* **Your goal**: Please convert the material below into a numbered list with one line per item, skipping blank lines and leaving the picture out.
========
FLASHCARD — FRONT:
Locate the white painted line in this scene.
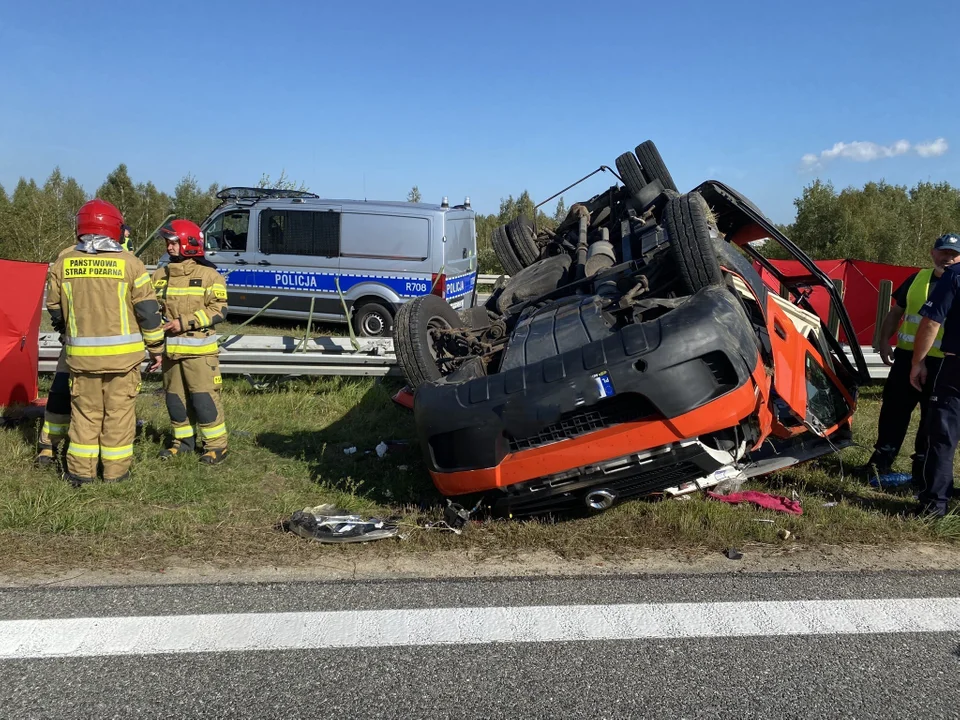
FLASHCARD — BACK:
[0,598,960,659]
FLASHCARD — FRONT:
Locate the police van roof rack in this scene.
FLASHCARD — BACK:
[217,187,320,200]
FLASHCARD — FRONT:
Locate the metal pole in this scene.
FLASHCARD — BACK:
[133,213,176,257]
[873,280,893,350]
[217,297,280,346]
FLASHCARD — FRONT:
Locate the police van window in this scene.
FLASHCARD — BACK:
[260,210,340,257]
[203,210,250,252]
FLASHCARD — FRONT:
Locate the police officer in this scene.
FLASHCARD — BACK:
[910,233,960,517]
[151,220,227,465]
[47,199,163,487]
[860,235,960,489]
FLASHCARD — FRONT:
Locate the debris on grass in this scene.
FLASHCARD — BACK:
[707,490,803,515]
[288,504,400,543]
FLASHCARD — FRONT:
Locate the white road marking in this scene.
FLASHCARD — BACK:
[0,598,960,659]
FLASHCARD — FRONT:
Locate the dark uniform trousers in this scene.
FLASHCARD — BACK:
[870,349,942,484]
[920,355,960,515]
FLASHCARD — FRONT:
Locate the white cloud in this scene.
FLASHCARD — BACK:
[800,138,950,170]
[913,138,950,157]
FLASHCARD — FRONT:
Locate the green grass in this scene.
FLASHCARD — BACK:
[0,378,960,572]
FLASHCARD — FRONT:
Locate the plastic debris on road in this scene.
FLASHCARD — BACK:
[288,504,400,543]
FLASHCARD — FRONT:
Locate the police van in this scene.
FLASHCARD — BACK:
[172,187,477,336]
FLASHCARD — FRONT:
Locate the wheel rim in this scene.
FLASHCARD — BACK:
[427,316,452,370]
[360,312,387,335]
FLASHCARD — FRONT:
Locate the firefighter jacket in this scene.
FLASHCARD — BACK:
[153,258,227,357]
[47,248,163,374]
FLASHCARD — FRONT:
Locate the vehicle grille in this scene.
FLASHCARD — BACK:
[510,393,656,452]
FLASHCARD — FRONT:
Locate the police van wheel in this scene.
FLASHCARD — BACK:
[393,295,464,390]
[352,302,393,337]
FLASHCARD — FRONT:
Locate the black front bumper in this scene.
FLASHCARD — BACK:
[414,287,759,472]
[491,444,721,517]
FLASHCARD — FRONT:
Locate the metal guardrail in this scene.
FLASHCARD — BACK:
[39,333,401,377]
[39,333,890,380]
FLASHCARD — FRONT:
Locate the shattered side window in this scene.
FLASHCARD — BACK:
[806,353,849,427]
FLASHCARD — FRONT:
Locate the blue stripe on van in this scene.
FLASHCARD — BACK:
[446,272,477,300]
[223,267,477,299]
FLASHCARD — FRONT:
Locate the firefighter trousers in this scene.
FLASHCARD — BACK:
========
* **Exercise response**:
1. FLASHCARD — FRONT:
2. Locate the white painted line in this scene.
3. FLASHCARD — BACK:
4. [0,598,960,659]
5. FLASHCARD — FRONT:
6. Locate the police van roof rack in this scene.
7. FLASHCARD — BACK:
8. [217,187,320,200]
9. FLASHCARD — FRONT:
10. Locate the metal pole in this scene.
11. FLASHCARD — BACK:
12. [133,213,176,257]
13. [873,280,893,350]
14. [217,297,280,346]
15. FLASHCARD — FRONT:
16. Locate the police van window in this scene.
17. FLASHCARD — BACK:
18. [260,210,340,257]
19. [203,210,250,252]
20. FLASHCARD — FRONT:
21. Locate the police officer in this scene.
22. FLASHCARD — BACK:
23. [910,233,960,517]
24. [151,220,227,465]
25. [47,199,163,487]
26. [860,235,960,489]
27. FLASHCARD — FRONT:
28. Locate the debris on grass in this scene.
29. FLASHCARD — BACK:
30. [707,490,803,515]
31. [288,504,400,543]
32. FLASHCARD — FRONT:
33. Locate the white road marking in this scene.
34. FLASHCARD — BACK:
35. [0,598,960,659]
36. FLASHCARD — FRONT:
37. Locate the dark uniform trousers in this scene.
38. FLASHCARD — BACK:
39. [870,349,942,484]
40. [920,355,960,515]
41. FLASHCARD — FRONT:
42. Locate the white cloud in this scene.
43. FLASHCARD — BACK:
44. [800,138,950,170]
45. [913,138,950,157]
46. FLASHCARD — FRONT:
47. Locate the green grass in this scene.
48. FLASHCARD — BACK:
49. [0,378,960,572]
50. FLASHCARD — FRONT:
51. Locate the plastic debris on road in this scene.
52. FLASHCARD — BACK:
53. [288,504,400,543]
54. FLASHCARD — FRONT:
55. Locate the police van in this scene.
56. FLASHCARD — BACK:
57. [172,187,477,336]
58. FLASHCARD — FRONT:
59. Locate the wheel rim in this scene.
60. FLASHCARD — BACK:
61. [427,316,452,370]
62. [360,312,387,335]
63. FLASHCARD — FRONT:
64. Locate the firefighter jacket in this scene.
65. FLASHCARD — BACK:
66. [153,258,227,357]
67. [47,248,163,374]
68. FLASHCARD — FRONT:
69. Locate the vehicle grille in this scene.
70. FLASHCARD — BACK:
71. [510,393,656,452]
72. FLASHCARD — FRONT:
73. Locate the police van wheel in this scene.
74. FLASHCARD — BACK:
75. [393,295,464,390]
76. [352,302,393,337]
77. FLASHCARD — FRONT:
78. Locate the black front bumper in this scene.
79. FLASHCARD — BACK:
80. [414,287,759,472]
81. [491,444,721,517]
82. FLASHCARD — FRONT:
83. Locate the metal guardrail in this scene.
84. FLASHCARD — BACK:
85. [39,333,401,377]
86. [39,333,890,380]
87. FLASHCARD — FRONT:
88. Locate the shattered side window in this scene.
89. FLASHCARD — BACK:
90. [806,353,849,427]
91. FLASHCARD — FRONT:
92. Locate the blue stripe on van in this scene.
93. FLASHCARD — BACK:
94. [446,272,477,300]
95. [223,267,477,299]
96. FLASHCARD — FRONT:
97. Locate the firefighter trousers in this scene.
98. FLASHCARD — BACK:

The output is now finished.